Texto del documento:
═══

Miquel A. Falguera
i Baró. Magistrado de lo Social del Tribunal Superior de Justicia de Cataluña.
Pocas dudas quedan
ya --después del desconcierto inicial-- sobre los motivos últimos del R
Decreto-Ley 3/2012. Y, obviamente, no se trata del empleo: la ineficacia de esa
norma a dichos efectos la comprende hasta un impúber. La ocupación, en
realidad, se ha usado como la gran excusa para acabar de imponer un sistema de
relaciones laborales que desarbola -¿definitivamente?- el modelo surgido en la
configuración del Estado del Bienestar y consagrado en las Constituciones
europeas.
Se trata,
claramente, de favorecer en forma descarada la capacidad de decisión unilateral
del empresario en el contrato de trabajo, en detrimento de la negociación
colectiva y del poder del sindicato (disposición del contenido del convenio a
través de un arbitraje forzoso –de dudosa constitucionalidad-, nuevo régimen de
las modificaciones sustanciales de las condiciones de trabajo, menor capacidad de
los jueces de control de los despidos, desaparición de la autorización
administrativa en los ERES, etc.). Y, se trata, además, de proseguir en la
tendencia hacia la redistribución negativa de rentas (menores costes de
despido, desaparición de la ultractividad, posibilidad de convenios de empresa
no controlados por los ámbitos sectoriales, nueva regulación de los contratos
de aprendizaje, etc) En definitiva, lo que se pretende es disminuir
sensiblemente las exigencias constitucionales de igualdad sustantiva -–y de los
agentes sociales y los instrumentos jurídicos necesarios para ello--, que
aparecieron en las constituciones modernas por el temor al “peligro rojo” en la postguerra. Por
tanto, el fin último de la nueva norma es nítidamente ideológico –el neoliberalismo-
y nada tiene que ver con el empleo.
No deja de ser
significativo, en ese sentido, que cuando estalló la crisis –y va para cuatro
años- todo el mundo comprendió que su origen se hallaba, precisamente, en esas
políticas neoliberales de desigualdad. Se alzaron entonces algunas voces
reclamando la “refundación del capitalismo” y mayores regulaciones. ¡Qué poco
duraron esas reflexiones!. Los poderosos siguieron exigiendo más que nunca que
les devolvieran el trozo del pastel (junto con los intereses correspondientes)
que habían tenido que soltar en su día por el peligro revolucionario. “Cautivo
y desarmado el ejército rojo”, ningún sentido tenía ya para ellos seguir
pagando prestaciones sociales para los menos favorecidos y seguir manteniendo
el pacto welfariano de distribución de rentas, de poderes y de participación
casi codecisoria en la fijación de las condiciones de trabajo. La nueva
regulación laboral obedece nítidamente a esta tendencia.
Por eso he
calificado al RDL 3/2012 en otro artículo coetáneo a estas líneas como un
“golpe de estado constitucional”. Ya sé, como me indica José Luís López Bulla,
que eso suena como un oxímoron. Pero cabrá recordar que con esa expresión
política se intenta definir el punch legal de determinados sectores que muta
sensiblemente los valores y el ordenamiento social, sin cambiar aparentemente
el marco constitucional.

═══

Lo solicitado:
(1) Responda brevemente, a partir del texto:
(a) ¿Qué cargo ocupa Miquel A. Falguera i Baró?
(b) ¿Cuál es, según se afirma, el fin último de la nueva norma?
(c) ¿Con qué expresión se califica al RDL 3/2012 en otro artículo coetáneo?
(2) Modifique el tramo del texto que va de "que habían tenido" a "a esta tendencia.", reproduciéndolo con "pacto welfariano" sustituido por "acuerdo welfariano".
El material no guarda relación alguna con el texto.

Listado:
═══

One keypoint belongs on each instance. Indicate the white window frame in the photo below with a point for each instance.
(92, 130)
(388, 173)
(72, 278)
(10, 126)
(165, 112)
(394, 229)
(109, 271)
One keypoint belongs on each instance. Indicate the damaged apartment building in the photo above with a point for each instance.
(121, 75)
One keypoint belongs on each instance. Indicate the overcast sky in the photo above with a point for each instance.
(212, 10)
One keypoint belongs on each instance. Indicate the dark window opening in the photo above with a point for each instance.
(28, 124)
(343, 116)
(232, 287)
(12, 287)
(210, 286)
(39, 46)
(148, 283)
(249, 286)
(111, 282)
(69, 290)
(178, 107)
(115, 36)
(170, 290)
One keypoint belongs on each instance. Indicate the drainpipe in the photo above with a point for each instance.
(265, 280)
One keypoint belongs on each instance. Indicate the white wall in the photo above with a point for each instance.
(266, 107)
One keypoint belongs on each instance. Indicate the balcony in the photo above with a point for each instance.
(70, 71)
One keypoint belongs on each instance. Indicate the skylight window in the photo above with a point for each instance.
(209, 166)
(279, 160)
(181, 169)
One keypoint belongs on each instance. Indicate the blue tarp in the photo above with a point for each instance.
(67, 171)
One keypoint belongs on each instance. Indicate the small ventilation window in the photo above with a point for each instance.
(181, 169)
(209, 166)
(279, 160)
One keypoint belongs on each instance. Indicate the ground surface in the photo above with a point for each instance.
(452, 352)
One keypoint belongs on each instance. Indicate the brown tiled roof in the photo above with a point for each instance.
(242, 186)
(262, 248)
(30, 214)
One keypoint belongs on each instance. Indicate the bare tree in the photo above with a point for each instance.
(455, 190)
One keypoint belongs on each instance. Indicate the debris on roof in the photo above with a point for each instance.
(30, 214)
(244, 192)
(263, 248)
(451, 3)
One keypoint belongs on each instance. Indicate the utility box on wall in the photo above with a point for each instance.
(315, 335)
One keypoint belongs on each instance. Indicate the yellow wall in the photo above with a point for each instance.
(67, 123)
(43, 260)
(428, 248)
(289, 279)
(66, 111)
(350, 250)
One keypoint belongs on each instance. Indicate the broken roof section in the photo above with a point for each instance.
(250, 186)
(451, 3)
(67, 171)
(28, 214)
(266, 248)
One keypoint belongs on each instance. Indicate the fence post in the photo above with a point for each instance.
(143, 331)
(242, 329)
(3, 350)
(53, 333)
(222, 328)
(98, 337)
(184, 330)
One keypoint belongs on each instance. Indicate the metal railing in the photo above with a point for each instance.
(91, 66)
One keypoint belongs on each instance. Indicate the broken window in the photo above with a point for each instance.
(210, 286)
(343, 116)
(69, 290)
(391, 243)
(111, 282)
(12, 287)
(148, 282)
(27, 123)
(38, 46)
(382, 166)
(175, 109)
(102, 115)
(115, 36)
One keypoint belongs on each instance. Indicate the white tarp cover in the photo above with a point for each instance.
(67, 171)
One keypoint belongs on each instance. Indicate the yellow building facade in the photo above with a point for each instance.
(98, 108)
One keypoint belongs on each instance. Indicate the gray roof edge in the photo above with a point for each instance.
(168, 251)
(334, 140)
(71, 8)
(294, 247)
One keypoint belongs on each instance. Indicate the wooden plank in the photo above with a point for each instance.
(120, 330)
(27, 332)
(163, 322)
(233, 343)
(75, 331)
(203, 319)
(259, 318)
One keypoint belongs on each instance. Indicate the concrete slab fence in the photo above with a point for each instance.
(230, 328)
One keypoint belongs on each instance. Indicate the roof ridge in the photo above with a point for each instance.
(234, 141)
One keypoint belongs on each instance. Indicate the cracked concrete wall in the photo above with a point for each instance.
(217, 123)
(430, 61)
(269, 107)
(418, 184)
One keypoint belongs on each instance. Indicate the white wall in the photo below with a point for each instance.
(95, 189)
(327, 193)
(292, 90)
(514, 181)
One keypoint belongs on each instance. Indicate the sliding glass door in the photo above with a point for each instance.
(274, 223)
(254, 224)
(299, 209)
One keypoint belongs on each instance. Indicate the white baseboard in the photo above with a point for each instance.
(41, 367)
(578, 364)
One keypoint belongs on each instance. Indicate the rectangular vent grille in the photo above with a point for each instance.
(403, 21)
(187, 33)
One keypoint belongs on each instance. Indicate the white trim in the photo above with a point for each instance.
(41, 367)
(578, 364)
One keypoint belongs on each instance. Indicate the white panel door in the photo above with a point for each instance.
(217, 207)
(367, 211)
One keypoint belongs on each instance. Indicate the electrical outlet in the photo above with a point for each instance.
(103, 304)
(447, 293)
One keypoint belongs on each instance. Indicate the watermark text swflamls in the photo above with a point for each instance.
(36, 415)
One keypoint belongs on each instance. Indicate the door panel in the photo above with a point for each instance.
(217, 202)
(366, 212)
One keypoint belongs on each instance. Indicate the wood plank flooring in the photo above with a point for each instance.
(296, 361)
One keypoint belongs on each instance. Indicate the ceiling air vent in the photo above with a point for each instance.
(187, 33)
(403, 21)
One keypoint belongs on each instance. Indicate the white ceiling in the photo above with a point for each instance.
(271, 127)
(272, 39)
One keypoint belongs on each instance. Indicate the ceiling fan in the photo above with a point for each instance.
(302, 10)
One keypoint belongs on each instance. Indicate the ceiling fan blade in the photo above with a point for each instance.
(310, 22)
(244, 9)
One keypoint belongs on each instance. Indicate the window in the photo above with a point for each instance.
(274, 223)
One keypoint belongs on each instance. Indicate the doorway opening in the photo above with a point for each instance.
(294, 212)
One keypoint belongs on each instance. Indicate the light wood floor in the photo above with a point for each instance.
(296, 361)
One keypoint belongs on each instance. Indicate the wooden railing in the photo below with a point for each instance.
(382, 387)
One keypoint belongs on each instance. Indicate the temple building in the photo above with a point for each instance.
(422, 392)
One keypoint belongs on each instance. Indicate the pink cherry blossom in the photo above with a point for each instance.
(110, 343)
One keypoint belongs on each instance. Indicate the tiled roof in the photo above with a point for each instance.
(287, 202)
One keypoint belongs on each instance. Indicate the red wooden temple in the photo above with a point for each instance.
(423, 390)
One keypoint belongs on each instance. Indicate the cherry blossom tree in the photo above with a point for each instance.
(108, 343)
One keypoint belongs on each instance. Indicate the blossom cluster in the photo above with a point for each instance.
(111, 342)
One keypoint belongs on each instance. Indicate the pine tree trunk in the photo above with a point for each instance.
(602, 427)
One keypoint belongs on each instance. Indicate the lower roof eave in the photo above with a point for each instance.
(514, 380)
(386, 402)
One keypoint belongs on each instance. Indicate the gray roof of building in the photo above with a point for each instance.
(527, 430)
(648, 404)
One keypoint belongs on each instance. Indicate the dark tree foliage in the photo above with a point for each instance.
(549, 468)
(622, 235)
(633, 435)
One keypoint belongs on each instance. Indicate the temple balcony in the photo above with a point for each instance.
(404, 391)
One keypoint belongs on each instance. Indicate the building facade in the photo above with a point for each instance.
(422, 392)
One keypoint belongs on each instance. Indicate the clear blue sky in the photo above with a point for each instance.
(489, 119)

═══

Respuestas:
(1)
(a) Magistrado de lo Social del Tribunal Superior de Justicia de Cataluña.
(b) Es nítidamente ideológico: el neoliberalismo.
(c) Como un "golpe de estado constitucional".

(2)
que habían tenido que soltar en su día por el peligro revolucionario. “Cautivo
y desarmado el ejército rojo”, ningún sentido tenía ya para ellos seguir
pagando prestaciones sociales para los menos favorecidos y seguir manteniendo
el acuerdo welfariano de distribución de rentas, de poderes y de participación
casi codecisoria en la fijación de las condiciones de trabajo. La nueva
regulación laboral obedece nítidamente a esta tendencia.